══ SOURCE EXTRACT

The epistle that Paul wrote to the Christians in Rome was a letter he intended to be sent, not to one, but to a number of church communities scattered throughout the city.

Therefore, he knew that he was writing to diverse audiences that did not always agree with one another. He also knew that he was, if you will, coming in on the middle of a conversation. These Christians were not blank slates. They had been living their lives in a variety of cultures both political and religious. Some had been raised as Roman citizens, required to sacrifice to the empire’s gods. Others had been raised in the synagogue, telling the stories of Moses and the children of Israel, following a prescribed set of laws. How do you think that these people, Gentiles or Jews, reacted when told by Paul that none of what they had done would make them right with God? It is not easy to give up old habits.

Look Right
An important part of the Lenten journey is learning to reject old patterns and old ways of being that keep us from accepting God’s gift of grace and new life.  But before we reflect on one such challenge, Paul’s challenge to the law, let us first think about how difficult and challenging it is to change something more mundane; something like crossing the street.

If one was raised in North America one learned, as a child, to cross the street looking first to the left, and then to the right. Why? In North America cars, by law, drive on the right hand side of the road. So, when we travel to the British Isles, something that is second nature to us — crossing, can become dangerous and life threatening. When stepping off the curb we must first look to our right lest we are hit by oncoming traffic. In London they recognize this is a major problem for foreign visitors. If you look down while standing at an intersection you will often see stenciled, in large white letters, the admonition “LOOK RIGHT.”

════

_PROBLEMS TO SOLVE_
1) List the cities and regions named in the Lenten reflection, leaving out the phrase "children of Israel."
2) Reproduce a passage of the Lenten reflection word for word. Begin at the words "The epistle that" and stop after "throughout the city.".
3) Carry the Lenten reflection on past its last sentence with the next part.

══ ROWS

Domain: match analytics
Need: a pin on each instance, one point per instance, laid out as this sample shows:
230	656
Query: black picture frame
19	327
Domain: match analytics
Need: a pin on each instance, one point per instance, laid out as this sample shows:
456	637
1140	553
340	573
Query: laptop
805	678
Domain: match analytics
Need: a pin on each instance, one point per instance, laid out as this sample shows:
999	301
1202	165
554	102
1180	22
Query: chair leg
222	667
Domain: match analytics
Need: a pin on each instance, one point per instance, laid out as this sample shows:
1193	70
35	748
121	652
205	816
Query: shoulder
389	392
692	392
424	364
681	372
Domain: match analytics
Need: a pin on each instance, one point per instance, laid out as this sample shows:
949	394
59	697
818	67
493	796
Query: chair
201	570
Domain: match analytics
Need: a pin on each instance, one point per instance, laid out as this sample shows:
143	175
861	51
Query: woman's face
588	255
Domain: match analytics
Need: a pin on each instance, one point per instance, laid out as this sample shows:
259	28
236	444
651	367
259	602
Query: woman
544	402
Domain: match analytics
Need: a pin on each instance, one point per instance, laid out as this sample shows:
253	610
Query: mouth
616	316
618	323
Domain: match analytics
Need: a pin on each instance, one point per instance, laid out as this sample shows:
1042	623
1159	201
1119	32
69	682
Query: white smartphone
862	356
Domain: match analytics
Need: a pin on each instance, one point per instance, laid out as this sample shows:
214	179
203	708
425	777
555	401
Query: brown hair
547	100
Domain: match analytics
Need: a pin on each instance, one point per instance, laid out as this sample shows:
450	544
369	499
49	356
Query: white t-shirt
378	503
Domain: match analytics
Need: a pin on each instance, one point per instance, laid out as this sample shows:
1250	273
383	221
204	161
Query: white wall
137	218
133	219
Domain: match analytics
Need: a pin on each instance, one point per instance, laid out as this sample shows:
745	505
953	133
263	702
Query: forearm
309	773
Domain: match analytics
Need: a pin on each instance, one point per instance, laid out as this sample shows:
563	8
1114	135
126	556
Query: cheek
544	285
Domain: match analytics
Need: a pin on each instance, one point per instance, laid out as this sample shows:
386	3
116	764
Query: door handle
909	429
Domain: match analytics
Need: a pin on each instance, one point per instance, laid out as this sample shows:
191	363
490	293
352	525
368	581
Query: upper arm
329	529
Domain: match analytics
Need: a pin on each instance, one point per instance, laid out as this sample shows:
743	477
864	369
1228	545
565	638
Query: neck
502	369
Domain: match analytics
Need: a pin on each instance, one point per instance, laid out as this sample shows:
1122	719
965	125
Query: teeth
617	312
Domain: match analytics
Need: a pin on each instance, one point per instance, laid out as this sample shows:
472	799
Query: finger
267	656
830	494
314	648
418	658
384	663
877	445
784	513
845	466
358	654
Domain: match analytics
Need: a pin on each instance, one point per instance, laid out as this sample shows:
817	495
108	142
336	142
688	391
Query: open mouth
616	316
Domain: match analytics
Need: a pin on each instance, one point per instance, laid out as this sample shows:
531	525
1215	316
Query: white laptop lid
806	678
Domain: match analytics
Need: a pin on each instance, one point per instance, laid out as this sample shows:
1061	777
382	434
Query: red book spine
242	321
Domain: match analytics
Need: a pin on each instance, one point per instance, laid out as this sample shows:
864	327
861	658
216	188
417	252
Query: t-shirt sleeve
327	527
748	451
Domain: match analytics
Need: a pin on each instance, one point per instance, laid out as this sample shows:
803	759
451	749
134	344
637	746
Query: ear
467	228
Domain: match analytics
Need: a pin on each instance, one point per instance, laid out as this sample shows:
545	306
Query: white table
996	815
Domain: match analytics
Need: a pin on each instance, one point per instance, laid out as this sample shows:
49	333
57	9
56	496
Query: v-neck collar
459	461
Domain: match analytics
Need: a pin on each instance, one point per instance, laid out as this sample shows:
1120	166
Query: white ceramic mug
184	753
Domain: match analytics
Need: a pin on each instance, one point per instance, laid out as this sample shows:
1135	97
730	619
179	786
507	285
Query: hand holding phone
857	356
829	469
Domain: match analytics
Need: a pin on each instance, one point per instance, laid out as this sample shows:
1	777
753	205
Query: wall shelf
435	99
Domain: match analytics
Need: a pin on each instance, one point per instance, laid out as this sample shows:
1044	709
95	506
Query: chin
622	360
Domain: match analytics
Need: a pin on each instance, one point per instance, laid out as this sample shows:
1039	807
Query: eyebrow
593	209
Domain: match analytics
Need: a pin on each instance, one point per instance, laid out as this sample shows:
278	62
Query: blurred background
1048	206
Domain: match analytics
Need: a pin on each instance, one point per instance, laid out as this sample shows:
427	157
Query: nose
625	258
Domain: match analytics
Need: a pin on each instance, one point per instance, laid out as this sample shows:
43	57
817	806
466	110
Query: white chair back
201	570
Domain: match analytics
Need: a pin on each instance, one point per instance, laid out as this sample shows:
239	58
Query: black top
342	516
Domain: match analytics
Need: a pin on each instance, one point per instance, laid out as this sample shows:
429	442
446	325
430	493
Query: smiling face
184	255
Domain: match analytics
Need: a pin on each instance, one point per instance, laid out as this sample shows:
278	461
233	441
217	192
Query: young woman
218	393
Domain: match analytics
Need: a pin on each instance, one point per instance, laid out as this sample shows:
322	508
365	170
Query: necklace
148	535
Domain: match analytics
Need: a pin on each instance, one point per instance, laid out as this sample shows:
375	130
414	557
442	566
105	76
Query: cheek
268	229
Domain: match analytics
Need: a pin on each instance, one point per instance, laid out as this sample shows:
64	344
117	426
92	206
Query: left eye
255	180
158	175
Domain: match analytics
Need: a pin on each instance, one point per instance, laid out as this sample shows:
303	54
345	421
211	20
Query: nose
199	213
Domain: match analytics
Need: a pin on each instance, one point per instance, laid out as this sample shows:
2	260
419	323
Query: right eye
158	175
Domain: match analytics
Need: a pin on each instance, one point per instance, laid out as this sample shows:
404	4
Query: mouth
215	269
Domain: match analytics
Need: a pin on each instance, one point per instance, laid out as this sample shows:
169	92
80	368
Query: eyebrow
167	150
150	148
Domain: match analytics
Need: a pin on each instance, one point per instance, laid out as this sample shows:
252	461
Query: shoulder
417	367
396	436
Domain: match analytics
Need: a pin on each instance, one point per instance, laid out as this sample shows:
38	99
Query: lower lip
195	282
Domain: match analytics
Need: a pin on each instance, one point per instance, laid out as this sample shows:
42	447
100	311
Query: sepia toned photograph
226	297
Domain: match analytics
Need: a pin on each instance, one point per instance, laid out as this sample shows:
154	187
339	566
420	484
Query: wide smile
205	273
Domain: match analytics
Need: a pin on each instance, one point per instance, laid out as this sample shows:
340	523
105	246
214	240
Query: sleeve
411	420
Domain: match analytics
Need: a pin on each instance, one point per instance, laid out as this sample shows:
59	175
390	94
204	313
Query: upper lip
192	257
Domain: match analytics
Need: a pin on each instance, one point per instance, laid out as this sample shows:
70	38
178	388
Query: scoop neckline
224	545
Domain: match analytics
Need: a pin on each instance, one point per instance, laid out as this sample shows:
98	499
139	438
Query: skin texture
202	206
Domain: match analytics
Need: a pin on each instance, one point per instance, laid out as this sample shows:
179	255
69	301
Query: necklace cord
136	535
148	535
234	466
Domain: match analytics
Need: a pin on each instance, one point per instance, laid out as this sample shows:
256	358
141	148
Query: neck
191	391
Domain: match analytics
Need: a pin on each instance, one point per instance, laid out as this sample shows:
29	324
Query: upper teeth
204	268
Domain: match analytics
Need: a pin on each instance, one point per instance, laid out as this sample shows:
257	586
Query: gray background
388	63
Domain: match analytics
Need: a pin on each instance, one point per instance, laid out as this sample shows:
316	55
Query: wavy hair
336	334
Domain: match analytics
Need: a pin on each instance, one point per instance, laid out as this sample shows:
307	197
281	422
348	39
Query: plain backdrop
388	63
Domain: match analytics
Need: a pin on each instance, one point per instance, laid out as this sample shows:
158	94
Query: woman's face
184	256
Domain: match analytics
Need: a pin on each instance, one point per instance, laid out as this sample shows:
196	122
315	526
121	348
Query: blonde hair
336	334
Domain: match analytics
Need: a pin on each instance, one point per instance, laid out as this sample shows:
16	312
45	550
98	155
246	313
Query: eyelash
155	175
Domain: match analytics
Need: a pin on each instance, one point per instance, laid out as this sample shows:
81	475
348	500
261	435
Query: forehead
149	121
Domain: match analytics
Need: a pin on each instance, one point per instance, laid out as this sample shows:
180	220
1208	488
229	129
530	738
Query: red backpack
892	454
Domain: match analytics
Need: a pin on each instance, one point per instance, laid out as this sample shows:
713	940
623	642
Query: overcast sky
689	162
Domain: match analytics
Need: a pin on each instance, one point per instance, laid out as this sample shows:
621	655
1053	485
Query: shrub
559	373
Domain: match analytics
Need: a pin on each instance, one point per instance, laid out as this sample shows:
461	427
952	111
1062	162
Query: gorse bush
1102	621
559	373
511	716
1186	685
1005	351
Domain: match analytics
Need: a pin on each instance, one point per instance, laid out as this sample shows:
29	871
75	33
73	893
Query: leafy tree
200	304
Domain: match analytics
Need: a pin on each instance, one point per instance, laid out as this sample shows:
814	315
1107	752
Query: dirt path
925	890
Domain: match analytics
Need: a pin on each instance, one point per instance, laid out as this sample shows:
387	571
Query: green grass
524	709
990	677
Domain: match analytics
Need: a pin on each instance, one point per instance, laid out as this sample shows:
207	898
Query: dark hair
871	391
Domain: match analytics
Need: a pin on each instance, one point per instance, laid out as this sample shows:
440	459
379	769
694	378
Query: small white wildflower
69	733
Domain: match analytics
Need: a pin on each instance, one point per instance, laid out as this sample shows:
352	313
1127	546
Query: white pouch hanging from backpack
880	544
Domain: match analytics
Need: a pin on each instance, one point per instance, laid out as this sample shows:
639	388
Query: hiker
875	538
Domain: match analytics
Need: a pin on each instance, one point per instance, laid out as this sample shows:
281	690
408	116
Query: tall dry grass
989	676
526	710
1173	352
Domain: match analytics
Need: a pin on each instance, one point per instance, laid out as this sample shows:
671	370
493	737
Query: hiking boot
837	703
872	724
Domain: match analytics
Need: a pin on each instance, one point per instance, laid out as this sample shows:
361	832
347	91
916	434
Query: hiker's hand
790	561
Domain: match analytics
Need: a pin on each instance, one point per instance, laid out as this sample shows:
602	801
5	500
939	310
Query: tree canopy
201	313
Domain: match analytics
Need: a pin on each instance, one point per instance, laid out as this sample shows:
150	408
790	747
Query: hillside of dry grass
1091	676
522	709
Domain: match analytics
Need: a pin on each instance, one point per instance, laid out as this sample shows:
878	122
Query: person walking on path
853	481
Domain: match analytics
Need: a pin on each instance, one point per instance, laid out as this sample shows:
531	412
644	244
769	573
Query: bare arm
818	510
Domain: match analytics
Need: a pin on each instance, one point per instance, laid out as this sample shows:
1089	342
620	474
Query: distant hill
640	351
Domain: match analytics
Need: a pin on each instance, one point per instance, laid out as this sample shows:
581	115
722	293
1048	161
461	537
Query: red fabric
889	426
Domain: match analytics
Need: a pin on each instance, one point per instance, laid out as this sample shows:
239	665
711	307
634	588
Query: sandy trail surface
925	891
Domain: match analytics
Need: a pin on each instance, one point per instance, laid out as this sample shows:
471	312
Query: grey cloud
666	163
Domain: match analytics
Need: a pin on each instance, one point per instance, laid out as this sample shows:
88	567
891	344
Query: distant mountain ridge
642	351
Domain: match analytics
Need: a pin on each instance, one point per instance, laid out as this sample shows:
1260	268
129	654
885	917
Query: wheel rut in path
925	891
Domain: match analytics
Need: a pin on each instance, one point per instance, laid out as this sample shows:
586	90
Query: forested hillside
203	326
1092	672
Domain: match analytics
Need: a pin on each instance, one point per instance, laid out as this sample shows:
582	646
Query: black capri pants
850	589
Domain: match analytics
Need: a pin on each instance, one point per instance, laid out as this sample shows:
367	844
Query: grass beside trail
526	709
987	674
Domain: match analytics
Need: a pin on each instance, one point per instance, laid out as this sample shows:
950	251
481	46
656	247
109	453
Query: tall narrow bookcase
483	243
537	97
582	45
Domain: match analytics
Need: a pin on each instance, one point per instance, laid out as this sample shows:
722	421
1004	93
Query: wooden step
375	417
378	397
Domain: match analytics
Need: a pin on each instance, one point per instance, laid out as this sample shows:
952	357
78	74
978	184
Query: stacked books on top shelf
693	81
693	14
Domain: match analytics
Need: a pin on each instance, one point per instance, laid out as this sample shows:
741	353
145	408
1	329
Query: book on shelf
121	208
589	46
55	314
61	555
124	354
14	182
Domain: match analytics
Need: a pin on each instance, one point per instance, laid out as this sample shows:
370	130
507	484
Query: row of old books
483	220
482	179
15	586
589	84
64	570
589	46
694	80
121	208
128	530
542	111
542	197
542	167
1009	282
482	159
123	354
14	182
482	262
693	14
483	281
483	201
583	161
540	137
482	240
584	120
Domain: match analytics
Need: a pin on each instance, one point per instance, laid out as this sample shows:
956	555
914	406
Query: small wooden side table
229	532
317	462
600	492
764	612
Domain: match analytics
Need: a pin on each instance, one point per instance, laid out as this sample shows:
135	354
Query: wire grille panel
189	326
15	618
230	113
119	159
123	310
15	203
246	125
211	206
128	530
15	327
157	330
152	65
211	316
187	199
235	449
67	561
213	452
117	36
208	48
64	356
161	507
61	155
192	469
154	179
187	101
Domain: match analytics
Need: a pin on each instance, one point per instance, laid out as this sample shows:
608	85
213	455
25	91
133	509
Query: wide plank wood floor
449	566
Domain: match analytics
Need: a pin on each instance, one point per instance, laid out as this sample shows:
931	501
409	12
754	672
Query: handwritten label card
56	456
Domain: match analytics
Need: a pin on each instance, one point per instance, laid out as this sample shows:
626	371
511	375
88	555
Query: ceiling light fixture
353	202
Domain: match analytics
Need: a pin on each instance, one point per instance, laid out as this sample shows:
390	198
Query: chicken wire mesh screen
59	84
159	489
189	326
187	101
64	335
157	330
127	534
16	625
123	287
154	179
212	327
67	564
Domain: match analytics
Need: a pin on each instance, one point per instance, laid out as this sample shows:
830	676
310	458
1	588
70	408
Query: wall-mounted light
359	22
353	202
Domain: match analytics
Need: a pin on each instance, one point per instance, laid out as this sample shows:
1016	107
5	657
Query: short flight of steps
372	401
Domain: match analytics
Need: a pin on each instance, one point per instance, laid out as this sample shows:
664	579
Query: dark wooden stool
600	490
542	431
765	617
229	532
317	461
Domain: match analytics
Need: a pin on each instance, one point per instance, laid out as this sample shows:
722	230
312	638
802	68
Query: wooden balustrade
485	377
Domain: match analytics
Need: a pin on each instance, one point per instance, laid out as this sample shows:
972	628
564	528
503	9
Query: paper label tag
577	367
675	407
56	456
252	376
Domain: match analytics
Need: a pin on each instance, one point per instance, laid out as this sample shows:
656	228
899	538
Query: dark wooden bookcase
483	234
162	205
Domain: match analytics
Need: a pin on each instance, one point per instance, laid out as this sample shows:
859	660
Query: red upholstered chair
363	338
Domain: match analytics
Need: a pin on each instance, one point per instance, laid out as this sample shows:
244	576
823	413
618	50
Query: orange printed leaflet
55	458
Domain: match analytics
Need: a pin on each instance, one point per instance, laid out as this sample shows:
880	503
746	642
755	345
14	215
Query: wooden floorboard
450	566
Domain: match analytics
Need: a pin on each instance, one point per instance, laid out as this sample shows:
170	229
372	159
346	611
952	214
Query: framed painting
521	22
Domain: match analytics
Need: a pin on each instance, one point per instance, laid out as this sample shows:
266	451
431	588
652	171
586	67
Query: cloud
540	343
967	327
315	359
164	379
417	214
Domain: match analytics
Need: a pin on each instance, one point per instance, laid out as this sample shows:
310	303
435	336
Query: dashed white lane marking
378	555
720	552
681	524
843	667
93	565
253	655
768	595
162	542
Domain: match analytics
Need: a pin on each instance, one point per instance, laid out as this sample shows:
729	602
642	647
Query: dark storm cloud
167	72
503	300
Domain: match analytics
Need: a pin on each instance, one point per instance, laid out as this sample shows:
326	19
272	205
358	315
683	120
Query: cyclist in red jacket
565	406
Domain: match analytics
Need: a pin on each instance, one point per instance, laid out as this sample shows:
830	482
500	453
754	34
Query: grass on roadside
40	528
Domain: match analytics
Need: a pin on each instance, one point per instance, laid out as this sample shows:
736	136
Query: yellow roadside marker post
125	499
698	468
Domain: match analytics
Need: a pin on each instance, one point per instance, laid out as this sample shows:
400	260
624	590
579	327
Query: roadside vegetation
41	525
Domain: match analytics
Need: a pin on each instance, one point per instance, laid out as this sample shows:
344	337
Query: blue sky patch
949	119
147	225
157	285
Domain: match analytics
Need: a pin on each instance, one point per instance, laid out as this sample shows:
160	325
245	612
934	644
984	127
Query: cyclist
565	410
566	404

════

_THE ANSWERS_
1) Rome, North America, the British Isles, London

2)
The epistle that Paul wrote to the Christians in Rome was a letter he intended to be sent, not to one, but to a number of church communities scattered throughout the city.

3)
The old way of thinking about Abraham, Paul tells us, is to think that Abraham was honored and praised by God by his works. Paul wanted people to look in a different direction. Look not to the works of the law, but look to faith.

Father Abraham
Abraham was claimed as the father of the children of Israel. However, there was always a problem with Abraham. He had lived before the giving of the Torah, the law, to Moses. How, then, could they say that Abraham had been honored by God for observing the law? For the author of Ecclesiasticus, Sirach, it was not a problem. He simply ignored this reality and declared “Abraham was the great father of a multitude of nations, and no one has been found like him in glory. He kept the law of the Most High” (Sirach 44:20). Likewise, for Paul, this was not a problem. He saw in Abraham a father, but not a father in the law but rather a father in the faith. It was crucial for Paul that he recast Abraham and challenge Christians to see, in Abraham, a model of a faithful servant of God.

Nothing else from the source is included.